• **EXCERPTED TEXT**:
§ §

What is Vipassana?
Broadly speaking, Vipassana is an old-school Buddhist meditation technique which translates as “insight into the true nature of reality.”
But I’ve always been familiar with Vipassana in a more specific sense, in regard to the 10-day silent meditation retreats offered around the world, free of charge (including room and board). Ever since my a few of my friends sat Vipassana courses in college, I’ve been curious to do one myself and waiting for the right moment.
This year, gifted with some spare time at the end of my personal travels in New Zealand, I signed up for a course at Dhamma Medini, the country’s only Vipassana center. In the months leading up I happily awaited the course, mentally prepared for it, and promised myself that I would stay the whole 10 days. This is something I’d been waiting a long time for.
I went, I sat–and five days later, I left.
I write these words on a public library terminal, in the closest city to Dhamma Medini, just a few hours after leaving. This is the story of my retreat, why I quit, and how this marks the demise of my long-time infatuation with Buddhism.
What is Vipassana?
Let’s try that question again, this time referring specifically to the 10-day courses created by S.N. Goenka. Let’s start with a few analogies.
Vipassana is like summer camp for adults. You get to live in a cabin with your new friends, surrounded by nature, eating communal meals. Except you don’t get to talk to any of these friends, there are no activities, girls and boys are kept almost entirely separate, and you’re told exactly what to do from 4:30am to 9:00pm.
Vipassana is like a voluntary prison sentence. You start your day with 2 hours of solitary confinement, followed by a brief meal and brisk walk, and then it’s forced sitting for an hour, followed by two more hours of solitary confinement, lunch and a brisk walk, a few more hours of solitary confinement, another hour of forced sitting, more solitary, a cup of tea and a pear, forced sitting, a mandatory lecture, and more forced sitting. Seven hours later, you do it all again. You’re free to leave at any time, but you’re not free to opt out of the structure.
Vipassana is like living in a retirement home. There’s simply nothing to do there. You don’t really talk to anyone. You don’t move beyond a limited area. You shuffle between your room, a dining hall, a large common area, and a very small outdoor area. While you are surrounded by many people, you are fundamentally left alone to think, observe, and recollect.
Vipassana is a chance for retired super-villian, S.N. Goenka, to share his penchant for chanting. Okay, this takes some explaining.
First of all, you have to realize that this silent meditation retreat is hardly silent, because each of the four daily all-group sittings begins and ends with audio recordings of S.N. Goenka, founder of Vipassana. I lot of people clearly love this guy, and I mean no disrespect by saying this… but he sounds like a super-villian. Like Thanos. Like a bad guy in a James Bond movie. Like someone who says “If you don’t pay me a hundred million dollars by tomorrow then I will blow up New York City!” in slow, low, deep voice.
Goenka was born in Burma and moved to India when he was 45, and I appreciate that he speaks English as well as he does. But from the very time I heard his voice, I couldn’t help thinking, this guy is creepy! Creepy in a hilarious way. I actually laughed out loud a few times when I heard Goenka say “Start again”–as he does many times each day–in an ultra-low timbre with a long, drawn-out “n”: Start againnnn, start agggaaaiiinnnnnnn. (I’m yet to find good audio of him saying these words.)

§ §

• **DATA**:
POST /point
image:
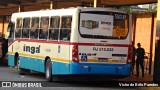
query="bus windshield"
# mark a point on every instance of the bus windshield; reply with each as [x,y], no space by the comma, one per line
[103,25]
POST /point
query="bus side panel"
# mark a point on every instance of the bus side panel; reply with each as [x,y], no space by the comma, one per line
[109,69]
[40,64]
[55,68]
[23,62]
[11,60]
[64,68]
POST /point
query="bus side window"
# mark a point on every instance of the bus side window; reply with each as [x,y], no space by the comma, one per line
[34,28]
[18,28]
[65,31]
[26,28]
[54,28]
[43,34]
[11,30]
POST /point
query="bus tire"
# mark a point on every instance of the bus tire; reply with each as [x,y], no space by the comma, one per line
[19,69]
[48,70]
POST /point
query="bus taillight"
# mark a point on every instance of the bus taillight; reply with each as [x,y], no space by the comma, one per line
[129,58]
[75,53]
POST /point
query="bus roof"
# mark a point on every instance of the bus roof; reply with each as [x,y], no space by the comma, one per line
[59,12]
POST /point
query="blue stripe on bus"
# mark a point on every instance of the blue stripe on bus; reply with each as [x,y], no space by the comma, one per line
[59,68]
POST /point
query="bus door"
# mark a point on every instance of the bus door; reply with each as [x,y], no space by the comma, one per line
[108,35]
[64,44]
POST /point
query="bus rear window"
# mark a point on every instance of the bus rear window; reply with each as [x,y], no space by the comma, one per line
[103,25]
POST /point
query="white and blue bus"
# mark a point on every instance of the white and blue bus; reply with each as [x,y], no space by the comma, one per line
[73,41]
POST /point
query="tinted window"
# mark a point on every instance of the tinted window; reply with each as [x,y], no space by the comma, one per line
[34,28]
[103,25]
[26,28]
[54,28]
[18,27]
[43,34]
[65,31]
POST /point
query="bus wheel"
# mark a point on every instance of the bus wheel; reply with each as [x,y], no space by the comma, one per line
[19,69]
[48,70]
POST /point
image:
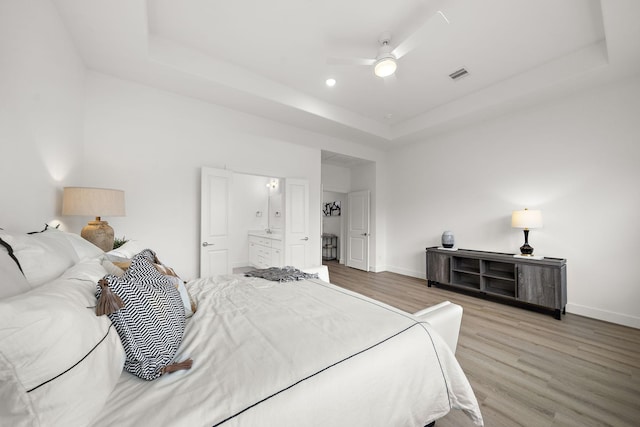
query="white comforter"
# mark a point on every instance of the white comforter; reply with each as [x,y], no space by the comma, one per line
[296,354]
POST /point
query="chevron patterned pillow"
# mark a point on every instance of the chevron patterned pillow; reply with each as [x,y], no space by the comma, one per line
[151,323]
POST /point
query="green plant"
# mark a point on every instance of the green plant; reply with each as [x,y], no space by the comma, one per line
[119,241]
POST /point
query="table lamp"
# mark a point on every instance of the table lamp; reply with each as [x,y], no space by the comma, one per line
[526,219]
[86,201]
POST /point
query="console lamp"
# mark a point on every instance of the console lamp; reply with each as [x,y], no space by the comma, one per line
[86,201]
[526,219]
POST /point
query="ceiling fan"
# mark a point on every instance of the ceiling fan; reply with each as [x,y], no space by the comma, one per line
[386,61]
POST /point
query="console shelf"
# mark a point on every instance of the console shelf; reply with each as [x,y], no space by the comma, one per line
[529,282]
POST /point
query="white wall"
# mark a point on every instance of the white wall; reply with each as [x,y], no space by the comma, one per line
[336,178]
[41,103]
[152,144]
[578,160]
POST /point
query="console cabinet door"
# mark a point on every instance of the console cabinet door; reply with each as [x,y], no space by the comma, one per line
[539,285]
[438,267]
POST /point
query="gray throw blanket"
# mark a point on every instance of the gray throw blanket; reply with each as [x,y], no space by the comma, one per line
[284,274]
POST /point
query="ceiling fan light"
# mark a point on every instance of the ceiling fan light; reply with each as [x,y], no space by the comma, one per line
[385,67]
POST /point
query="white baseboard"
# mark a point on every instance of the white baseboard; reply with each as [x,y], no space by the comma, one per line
[607,316]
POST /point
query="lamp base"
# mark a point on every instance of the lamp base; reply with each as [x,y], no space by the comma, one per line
[100,234]
[526,250]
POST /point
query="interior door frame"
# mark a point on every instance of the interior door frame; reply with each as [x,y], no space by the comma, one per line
[362,234]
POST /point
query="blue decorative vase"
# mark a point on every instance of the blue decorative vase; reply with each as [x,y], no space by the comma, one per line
[447,239]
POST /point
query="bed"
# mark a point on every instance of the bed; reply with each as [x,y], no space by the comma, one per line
[265,353]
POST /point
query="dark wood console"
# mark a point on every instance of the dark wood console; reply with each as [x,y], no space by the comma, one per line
[526,281]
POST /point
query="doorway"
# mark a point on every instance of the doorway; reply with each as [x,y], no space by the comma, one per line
[342,175]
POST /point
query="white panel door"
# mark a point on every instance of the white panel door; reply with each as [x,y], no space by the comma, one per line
[214,222]
[296,222]
[358,233]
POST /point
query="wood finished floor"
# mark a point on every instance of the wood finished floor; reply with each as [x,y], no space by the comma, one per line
[526,368]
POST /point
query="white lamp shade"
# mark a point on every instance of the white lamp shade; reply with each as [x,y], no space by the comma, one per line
[87,201]
[526,219]
[386,66]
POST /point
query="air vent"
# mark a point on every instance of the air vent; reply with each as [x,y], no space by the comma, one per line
[458,74]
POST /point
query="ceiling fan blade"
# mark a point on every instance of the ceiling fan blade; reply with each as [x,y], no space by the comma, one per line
[350,61]
[414,39]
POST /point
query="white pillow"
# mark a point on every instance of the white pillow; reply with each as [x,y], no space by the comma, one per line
[43,256]
[83,248]
[12,281]
[58,360]
[128,250]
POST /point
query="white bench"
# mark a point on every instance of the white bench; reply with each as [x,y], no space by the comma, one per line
[445,318]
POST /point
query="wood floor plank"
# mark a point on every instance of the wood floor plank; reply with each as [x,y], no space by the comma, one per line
[526,368]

§ §

• **PROBLEM TO WORK ON**: Update the Vipassana text from "Broadly speaking, Vipassana" through "the right moment.", replacing "free of charge" with "at no cost". The listing is separate material and has no connection to the text.

• **OUTPUT OF THE EXERCISE**:
Broadly speaking, Vipassana is an old-school Buddhist meditation technique which translates as “insight into the true nature of reality.”
But I’ve always been familiar with Vipassana in a more specific sense, in regard to the 10-day silent meditation retreats offered around the world, at no cost (including room and board). Ever since my a few of my friends sat Vipassana courses in college, I’ve been curious to do one myself and waiting for the right moment.